» **Given problem**
Transcribe the listing word for word.

» **Data to process**
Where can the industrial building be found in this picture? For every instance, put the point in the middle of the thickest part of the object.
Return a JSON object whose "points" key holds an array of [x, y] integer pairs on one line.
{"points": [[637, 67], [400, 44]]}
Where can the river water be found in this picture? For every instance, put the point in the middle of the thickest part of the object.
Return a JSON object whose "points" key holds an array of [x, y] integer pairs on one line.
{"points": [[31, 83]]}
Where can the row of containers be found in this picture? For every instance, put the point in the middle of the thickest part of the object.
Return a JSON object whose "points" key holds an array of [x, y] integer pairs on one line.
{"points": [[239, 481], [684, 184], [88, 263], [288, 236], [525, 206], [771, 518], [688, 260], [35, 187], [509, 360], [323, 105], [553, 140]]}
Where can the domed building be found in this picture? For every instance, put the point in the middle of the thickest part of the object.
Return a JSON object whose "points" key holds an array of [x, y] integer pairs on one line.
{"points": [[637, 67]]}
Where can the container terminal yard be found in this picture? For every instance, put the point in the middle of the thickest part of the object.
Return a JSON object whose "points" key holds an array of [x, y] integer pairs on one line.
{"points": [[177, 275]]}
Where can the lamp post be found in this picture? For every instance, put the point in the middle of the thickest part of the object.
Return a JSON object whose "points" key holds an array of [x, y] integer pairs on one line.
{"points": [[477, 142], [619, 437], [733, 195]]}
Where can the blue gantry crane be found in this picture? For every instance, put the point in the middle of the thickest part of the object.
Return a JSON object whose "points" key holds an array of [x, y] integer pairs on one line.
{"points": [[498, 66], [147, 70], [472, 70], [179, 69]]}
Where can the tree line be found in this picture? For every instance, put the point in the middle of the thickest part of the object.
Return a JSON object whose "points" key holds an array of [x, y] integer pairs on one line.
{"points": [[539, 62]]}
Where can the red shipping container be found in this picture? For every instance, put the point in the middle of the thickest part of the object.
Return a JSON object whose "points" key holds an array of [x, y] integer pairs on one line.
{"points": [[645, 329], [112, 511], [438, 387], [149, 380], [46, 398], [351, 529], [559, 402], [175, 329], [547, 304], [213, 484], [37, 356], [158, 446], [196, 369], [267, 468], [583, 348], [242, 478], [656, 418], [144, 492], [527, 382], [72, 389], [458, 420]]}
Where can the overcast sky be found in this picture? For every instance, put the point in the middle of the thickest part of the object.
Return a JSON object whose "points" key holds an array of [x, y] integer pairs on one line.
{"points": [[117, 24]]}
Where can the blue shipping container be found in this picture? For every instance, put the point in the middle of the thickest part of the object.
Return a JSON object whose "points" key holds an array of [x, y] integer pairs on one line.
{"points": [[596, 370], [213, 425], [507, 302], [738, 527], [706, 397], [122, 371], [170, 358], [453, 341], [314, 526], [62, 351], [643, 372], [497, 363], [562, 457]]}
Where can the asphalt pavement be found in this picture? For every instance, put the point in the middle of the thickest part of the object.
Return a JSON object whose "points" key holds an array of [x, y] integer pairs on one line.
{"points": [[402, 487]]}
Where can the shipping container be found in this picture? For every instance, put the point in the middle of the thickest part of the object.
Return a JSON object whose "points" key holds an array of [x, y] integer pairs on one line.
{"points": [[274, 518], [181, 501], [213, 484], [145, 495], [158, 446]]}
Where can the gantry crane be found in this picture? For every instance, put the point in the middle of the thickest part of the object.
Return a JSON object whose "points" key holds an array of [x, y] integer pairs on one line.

» **Solution to this problem**
Where can the industrial building be found in this picture? For every instance, put the point in the middle of the thickest part of the object.
Return a JSON object whose "points" key holds an array of [x, y] integer pairs on one line.
{"points": [[637, 67], [400, 44]]}
Where can the river water be found in this picture? For every instance, put the point in the middle of the thickest part of the object.
Return a JSON object whose "points" key holds an array of [x, y] integer pairs on one line.
{"points": [[31, 83]]}
Where can the row of containers be found in this picture? For every instance, put the point in the middle of the thickest part of the object.
Return a JSON object whose "points" key holds an array of [x, y] integer pairs on one line.
{"points": [[239, 481], [684, 184], [88, 263], [288, 236], [525, 206], [771, 518], [688, 260], [35, 187], [509, 360], [323, 105], [553, 140]]}
Where can the domed building be found in this picture? For every instance, put the point in the middle of the thickest part of the object.
Return a JSON object whose "points" key holds an array of [x, y] integer pairs on one line.
{"points": [[637, 67]]}
Where can the container terminal yard be found in this picture? For every instance, put the point in the middle of the thickest part of the object.
Return a JSON object whose "points" key holds an array of [x, y] integer pairs on one line.
{"points": [[177, 275]]}
Where can the lamp post be found in this picture? For every instance, put the point in the middle of the thickest part of the object.
Return a JSON object whose "points" key holds an array of [x, y] integer pairs on one line.
{"points": [[477, 142], [619, 437], [733, 195]]}
Where can the blue gantry crane be found in this picture? For every instance, put the point in the middle of the thickest part of the object.
Return a JSON object whose "points" key holds an array of [x, y] integer pairs on one line.
{"points": [[498, 66], [147, 70], [472, 70], [179, 69]]}
Where can the tree line be found in this picture? For every instance, put the point in the middle of the thickest part of the object.
Return a JSON object whose "points" key holds an array of [x, y] integer pairs on one line.
{"points": [[539, 62]]}
Where can the red shipping container be found in this picture? For every instance, put the point in the middle of the thickest part of the object.
Return a JSON object whose "points" key holds an array of [x, y] integer pairs on one line.
{"points": [[645, 329], [112, 511], [438, 387], [149, 380], [46, 398], [351, 529], [559, 402], [175, 329], [547, 304], [213, 484], [37, 356], [158, 446], [196, 369], [267, 468], [583, 348], [242, 478], [656, 418], [144, 492], [527, 382], [72, 389], [458, 420]]}
Where can the overcast sky be found in this picture? For every instance, put the point in the middle of the thickest part of the object.
Return a JSON object whose "points" key holds an array of [x, y] integer pairs on one line.
{"points": [[117, 24]]}
Where can the blue shipping container be found in this picture? For every instance, put the point in the middle of the thickest part of the object.
Return a JSON object whose "points" key holds an array of [x, y] integer pairs on one line.
{"points": [[596, 370], [213, 425], [507, 302], [738, 527], [706, 397], [122, 371], [170, 358], [453, 341], [314, 526], [62, 351], [643, 372], [497, 363], [562, 457]]}
Where can the asphalt pavement be found in this picture? For every instance, put the point in the middle of the thickest part of the object.
Return a JSON object whose "points" key holds an array of [x, y] integer pairs on one line.
{"points": [[402, 487]]}
Where can the shipping container be found in this picture? For every instance, put the point in the middle of the thickest part of the object.
Return a JSON object whose "points" key holds an array of [x, y] integer pairs on one line.
{"points": [[274, 518], [181, 501], [213, 484], [145, 495], [158, 446]]}
Where can the gantry crane be found in this picture? For every instance, put the point in the middle of the thickest part of the object.
Return a JSON object whose "points" key holds an array of [x, y] integer pairs on one line.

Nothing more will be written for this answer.